● WORK REQUEST
Those lines of the data that hold the word "brass" are to be copied out.

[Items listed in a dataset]
------------------------
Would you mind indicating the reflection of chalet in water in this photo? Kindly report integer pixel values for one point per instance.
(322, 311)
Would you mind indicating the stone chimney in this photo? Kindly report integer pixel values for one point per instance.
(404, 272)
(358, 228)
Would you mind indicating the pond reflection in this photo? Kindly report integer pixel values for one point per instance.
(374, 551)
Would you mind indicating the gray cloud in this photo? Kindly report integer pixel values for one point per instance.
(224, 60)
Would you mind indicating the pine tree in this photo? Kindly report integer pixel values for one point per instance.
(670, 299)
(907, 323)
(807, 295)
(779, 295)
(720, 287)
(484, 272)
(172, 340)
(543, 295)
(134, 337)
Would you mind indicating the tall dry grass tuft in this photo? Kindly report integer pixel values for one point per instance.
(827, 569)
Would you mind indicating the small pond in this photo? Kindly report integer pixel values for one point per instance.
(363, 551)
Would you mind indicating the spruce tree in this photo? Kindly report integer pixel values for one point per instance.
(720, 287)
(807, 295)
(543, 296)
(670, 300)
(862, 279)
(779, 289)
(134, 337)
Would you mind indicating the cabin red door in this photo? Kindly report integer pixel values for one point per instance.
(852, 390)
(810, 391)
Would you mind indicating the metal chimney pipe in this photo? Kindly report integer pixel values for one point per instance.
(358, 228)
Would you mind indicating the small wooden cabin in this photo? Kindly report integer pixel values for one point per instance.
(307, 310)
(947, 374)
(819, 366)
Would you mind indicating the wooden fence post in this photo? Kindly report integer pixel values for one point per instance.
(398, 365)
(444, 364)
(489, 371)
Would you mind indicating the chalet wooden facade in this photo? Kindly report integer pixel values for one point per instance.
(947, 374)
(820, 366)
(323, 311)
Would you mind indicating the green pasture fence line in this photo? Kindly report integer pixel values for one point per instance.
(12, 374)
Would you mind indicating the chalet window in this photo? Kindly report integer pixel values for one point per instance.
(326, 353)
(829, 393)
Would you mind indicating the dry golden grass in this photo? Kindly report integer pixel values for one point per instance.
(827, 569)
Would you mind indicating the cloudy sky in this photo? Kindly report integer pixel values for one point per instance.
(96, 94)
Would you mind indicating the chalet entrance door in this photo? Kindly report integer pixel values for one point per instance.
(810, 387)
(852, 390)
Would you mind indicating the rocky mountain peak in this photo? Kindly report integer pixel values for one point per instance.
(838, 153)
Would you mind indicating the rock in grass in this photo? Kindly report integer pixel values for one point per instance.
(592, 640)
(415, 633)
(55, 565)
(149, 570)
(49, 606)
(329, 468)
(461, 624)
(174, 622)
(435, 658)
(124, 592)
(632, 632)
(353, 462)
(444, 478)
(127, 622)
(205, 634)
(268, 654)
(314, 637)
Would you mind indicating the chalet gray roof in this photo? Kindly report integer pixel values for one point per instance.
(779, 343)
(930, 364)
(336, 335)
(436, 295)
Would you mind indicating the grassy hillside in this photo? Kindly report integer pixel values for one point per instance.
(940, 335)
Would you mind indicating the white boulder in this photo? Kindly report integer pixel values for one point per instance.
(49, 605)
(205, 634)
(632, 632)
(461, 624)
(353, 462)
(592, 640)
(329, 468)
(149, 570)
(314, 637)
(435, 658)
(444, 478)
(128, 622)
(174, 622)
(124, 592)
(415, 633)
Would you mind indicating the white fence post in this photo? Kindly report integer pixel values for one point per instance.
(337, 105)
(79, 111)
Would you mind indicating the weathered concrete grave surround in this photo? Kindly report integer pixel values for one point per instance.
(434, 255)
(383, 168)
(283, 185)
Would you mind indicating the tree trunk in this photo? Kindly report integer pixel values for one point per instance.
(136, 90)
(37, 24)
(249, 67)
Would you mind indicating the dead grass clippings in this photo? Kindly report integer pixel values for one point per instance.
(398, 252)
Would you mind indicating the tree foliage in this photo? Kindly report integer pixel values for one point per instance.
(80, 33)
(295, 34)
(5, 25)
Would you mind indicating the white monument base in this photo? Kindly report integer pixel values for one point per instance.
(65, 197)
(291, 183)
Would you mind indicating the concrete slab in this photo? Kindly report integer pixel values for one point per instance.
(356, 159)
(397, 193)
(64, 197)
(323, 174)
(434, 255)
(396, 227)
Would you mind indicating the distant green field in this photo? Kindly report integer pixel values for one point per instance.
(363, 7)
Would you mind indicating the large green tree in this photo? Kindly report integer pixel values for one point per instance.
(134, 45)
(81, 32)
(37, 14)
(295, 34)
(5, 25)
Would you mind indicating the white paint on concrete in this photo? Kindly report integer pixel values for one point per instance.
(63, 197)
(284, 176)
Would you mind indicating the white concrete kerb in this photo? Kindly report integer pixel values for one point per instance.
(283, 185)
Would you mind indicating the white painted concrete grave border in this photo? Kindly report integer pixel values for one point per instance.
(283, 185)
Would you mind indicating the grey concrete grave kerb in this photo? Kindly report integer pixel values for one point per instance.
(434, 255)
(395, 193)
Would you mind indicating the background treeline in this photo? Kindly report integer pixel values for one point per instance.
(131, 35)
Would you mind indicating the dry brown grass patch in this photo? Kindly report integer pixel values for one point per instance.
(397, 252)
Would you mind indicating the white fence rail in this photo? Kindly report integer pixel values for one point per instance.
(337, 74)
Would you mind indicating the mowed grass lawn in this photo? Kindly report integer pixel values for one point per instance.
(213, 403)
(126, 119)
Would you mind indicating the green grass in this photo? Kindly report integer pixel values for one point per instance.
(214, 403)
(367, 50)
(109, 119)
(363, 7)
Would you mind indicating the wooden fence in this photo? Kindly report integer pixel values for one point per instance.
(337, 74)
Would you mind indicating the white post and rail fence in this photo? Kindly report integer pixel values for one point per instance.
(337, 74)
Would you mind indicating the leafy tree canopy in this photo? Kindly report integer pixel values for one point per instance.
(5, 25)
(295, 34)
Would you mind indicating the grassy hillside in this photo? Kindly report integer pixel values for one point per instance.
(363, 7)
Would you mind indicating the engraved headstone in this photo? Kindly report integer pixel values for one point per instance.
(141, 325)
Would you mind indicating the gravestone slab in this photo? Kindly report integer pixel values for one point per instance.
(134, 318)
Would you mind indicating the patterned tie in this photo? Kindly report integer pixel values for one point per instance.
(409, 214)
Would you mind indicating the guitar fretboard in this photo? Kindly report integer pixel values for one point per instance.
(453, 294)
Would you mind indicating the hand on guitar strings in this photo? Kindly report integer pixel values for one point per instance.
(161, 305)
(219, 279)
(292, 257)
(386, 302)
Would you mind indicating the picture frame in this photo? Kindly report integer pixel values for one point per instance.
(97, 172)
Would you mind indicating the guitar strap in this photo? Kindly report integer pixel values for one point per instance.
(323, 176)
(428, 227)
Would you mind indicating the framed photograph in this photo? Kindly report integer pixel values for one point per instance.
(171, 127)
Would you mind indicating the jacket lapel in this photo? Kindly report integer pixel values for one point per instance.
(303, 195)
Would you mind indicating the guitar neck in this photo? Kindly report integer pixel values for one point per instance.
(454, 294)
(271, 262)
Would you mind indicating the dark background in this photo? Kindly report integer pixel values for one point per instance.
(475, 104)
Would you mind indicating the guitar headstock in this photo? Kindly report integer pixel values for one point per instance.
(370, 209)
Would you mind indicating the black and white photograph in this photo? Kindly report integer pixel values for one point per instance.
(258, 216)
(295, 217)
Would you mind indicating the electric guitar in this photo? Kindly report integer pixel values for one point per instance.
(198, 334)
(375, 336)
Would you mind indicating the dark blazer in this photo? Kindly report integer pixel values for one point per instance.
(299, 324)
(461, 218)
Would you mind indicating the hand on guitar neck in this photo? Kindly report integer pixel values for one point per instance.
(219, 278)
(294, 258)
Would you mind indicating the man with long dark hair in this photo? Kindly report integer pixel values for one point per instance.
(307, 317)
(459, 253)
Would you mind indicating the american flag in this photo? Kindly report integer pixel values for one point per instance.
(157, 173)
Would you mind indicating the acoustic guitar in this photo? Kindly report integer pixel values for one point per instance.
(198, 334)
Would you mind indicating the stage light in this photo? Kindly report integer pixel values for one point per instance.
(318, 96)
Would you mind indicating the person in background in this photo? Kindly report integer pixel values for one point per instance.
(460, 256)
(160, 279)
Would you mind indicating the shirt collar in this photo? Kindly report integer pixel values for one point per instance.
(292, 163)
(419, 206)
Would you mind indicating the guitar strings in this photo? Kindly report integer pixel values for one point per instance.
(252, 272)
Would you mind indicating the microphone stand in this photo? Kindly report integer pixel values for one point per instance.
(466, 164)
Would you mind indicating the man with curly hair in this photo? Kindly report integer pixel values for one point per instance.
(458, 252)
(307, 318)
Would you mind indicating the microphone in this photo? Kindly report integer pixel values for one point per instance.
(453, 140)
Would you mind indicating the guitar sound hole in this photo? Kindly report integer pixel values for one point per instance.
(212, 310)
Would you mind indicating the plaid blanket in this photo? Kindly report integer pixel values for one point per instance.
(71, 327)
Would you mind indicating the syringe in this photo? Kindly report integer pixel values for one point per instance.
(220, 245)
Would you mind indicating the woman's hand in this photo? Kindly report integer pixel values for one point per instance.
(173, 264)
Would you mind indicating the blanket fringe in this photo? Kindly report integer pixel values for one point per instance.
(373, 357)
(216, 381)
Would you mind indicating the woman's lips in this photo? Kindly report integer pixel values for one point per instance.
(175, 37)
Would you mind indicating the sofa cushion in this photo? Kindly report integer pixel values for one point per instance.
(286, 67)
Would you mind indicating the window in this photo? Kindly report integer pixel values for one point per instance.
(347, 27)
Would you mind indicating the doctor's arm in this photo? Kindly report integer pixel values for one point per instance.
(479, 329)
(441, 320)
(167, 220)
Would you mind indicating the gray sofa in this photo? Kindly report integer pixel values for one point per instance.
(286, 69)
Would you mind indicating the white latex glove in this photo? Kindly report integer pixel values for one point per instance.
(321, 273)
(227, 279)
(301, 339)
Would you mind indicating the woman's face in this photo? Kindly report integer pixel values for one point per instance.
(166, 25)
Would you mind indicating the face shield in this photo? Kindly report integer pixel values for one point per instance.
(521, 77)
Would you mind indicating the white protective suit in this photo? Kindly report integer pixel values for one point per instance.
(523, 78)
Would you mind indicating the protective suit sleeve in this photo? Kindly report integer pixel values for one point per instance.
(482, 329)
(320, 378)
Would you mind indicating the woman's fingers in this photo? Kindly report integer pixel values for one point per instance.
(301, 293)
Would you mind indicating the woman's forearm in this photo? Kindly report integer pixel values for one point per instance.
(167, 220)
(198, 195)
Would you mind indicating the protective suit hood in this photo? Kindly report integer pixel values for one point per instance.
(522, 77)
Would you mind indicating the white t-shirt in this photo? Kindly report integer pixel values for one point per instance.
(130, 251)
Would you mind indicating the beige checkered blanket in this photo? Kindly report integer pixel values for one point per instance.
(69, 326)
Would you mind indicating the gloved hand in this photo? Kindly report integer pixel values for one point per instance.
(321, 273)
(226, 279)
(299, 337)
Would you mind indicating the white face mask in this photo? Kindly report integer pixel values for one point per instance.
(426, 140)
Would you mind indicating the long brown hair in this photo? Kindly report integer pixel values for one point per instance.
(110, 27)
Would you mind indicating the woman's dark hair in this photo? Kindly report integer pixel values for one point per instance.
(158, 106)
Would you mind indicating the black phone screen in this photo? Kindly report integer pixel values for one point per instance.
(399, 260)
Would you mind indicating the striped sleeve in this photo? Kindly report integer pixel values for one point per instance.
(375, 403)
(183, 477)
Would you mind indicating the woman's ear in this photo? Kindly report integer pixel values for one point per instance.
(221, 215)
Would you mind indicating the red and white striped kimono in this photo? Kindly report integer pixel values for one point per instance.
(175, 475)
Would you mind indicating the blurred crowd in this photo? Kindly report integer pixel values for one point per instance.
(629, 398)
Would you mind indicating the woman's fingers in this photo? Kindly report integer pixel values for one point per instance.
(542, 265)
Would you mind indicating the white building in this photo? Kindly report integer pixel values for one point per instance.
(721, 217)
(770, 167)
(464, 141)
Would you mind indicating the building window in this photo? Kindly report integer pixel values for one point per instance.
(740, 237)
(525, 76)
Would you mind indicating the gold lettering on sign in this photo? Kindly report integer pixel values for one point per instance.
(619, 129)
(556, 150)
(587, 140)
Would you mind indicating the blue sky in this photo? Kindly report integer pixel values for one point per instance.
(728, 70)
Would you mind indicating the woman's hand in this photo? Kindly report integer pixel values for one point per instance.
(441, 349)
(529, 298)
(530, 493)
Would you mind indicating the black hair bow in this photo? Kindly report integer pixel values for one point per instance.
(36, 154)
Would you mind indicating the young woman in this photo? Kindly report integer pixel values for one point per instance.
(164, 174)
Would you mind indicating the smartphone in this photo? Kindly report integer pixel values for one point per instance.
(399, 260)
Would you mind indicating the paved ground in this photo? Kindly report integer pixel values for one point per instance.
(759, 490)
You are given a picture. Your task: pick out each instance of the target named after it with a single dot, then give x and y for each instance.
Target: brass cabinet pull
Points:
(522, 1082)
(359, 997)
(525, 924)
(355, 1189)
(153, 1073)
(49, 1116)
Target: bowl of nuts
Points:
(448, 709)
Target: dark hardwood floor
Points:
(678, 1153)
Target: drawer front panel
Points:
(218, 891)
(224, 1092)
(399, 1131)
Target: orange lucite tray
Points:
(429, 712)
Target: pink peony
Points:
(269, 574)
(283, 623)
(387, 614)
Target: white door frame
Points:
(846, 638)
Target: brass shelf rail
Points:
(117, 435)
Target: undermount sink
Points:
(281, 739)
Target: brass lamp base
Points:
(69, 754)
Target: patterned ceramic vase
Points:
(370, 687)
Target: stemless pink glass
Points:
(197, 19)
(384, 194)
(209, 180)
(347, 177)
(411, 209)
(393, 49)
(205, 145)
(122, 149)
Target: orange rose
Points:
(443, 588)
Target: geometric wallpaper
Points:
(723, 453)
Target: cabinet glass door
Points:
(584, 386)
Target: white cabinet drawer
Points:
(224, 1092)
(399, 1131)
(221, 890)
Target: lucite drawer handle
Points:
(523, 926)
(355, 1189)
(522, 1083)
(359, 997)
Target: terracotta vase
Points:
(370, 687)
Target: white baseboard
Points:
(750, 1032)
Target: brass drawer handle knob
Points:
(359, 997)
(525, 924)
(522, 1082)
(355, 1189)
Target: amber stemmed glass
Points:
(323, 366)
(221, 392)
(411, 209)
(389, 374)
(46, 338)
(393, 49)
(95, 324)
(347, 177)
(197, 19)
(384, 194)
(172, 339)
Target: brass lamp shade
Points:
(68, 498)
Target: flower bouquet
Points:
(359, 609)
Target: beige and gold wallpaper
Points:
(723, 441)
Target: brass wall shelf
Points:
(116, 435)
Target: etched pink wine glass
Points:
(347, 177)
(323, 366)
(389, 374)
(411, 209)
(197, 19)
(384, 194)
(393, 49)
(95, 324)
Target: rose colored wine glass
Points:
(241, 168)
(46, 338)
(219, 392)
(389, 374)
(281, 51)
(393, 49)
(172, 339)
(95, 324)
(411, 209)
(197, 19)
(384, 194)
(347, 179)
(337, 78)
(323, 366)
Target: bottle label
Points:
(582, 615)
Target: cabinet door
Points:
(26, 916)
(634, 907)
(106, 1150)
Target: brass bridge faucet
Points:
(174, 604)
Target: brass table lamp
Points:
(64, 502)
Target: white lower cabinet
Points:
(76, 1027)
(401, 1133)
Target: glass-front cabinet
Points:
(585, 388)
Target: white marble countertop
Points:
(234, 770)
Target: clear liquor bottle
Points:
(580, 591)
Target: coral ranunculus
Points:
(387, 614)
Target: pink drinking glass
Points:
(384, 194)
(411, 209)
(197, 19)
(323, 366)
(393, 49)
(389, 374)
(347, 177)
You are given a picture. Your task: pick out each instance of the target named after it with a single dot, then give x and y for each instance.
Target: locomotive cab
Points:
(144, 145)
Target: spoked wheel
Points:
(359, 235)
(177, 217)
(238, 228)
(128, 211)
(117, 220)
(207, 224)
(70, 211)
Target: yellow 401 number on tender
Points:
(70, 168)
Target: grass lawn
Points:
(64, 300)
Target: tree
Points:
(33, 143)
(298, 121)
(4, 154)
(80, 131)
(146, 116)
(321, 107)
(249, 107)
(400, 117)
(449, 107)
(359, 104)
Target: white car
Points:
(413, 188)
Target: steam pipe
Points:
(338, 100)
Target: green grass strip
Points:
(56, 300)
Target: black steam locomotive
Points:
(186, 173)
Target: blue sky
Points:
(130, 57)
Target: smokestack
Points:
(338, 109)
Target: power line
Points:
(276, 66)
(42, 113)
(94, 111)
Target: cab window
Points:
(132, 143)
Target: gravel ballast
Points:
------------------------
● FINISHED TASK
Target: brass cabinet pull
Target: brass shelf rail
Target: brass lamp base
Target: brass drawer handle knob
Target: brass lamp shade
Target: brass wall shelf
Target: brass bridge faucet
Target: brass table lamp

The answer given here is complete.